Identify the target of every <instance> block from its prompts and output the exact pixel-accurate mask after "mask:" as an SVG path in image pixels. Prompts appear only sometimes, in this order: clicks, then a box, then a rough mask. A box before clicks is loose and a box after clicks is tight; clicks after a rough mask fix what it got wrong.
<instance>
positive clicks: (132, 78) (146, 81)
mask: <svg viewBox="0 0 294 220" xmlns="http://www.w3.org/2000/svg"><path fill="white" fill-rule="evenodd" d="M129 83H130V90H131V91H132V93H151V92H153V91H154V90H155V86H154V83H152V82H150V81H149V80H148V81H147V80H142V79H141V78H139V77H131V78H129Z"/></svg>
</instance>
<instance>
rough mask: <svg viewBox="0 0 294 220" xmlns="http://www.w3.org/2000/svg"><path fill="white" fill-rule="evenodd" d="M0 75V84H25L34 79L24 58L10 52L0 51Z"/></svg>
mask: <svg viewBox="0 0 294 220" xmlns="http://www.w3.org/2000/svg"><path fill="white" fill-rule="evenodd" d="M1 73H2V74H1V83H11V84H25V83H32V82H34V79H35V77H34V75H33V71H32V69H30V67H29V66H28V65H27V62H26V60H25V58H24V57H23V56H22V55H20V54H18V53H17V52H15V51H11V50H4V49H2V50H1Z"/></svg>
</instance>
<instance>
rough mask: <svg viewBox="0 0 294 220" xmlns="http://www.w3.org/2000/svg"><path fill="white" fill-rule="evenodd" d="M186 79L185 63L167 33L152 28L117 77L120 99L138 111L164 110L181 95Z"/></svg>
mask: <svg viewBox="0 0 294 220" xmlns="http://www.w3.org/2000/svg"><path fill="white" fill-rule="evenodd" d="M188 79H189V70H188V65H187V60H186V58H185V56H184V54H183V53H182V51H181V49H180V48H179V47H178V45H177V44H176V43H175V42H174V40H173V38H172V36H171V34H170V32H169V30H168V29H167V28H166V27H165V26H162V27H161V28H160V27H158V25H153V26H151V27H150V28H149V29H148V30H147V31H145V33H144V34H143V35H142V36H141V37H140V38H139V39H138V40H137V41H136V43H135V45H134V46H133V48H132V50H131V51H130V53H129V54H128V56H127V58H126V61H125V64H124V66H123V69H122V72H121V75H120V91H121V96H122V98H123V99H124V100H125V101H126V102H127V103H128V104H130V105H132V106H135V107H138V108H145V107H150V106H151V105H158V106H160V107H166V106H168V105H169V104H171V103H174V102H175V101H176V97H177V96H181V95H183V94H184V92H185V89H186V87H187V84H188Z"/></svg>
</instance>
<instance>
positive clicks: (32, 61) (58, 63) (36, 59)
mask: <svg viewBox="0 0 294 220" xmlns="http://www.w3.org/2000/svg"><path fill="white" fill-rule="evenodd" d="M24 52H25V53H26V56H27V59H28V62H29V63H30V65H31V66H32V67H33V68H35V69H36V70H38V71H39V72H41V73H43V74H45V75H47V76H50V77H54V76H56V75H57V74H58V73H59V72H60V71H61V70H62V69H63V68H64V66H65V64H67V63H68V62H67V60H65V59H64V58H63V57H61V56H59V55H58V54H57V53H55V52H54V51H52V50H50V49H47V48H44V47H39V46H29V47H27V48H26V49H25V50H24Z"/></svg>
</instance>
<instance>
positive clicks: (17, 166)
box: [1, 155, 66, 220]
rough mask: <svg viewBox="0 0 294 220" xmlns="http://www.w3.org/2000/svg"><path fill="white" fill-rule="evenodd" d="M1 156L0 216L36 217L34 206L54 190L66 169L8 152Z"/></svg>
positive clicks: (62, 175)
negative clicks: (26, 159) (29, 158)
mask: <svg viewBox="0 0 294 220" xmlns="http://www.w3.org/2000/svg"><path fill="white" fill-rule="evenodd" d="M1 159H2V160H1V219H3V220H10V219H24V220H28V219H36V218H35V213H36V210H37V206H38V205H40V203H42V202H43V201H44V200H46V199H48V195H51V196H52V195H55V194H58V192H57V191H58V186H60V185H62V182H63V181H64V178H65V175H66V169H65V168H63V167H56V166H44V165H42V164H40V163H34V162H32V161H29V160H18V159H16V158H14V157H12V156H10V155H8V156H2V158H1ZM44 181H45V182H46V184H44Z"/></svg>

■ TASK TO CARRY OUT:
Looking at the data above, return every line from the one with "156L0 216L36 217L34" down to the one with "positive clicks: (62, 175)", exactly and inclusively.

■ TASK RESPONSE:
rough mask: <svg viewBox="0 0 294 220" xmlns="http://www.w3.org/2000/svg"><path fill="white" fill-rule="evenodd" d="M1 156L0 216L36 217L34 206L54 190L66 169L8 152Z"/></svg>
positive clicks: (62, 175)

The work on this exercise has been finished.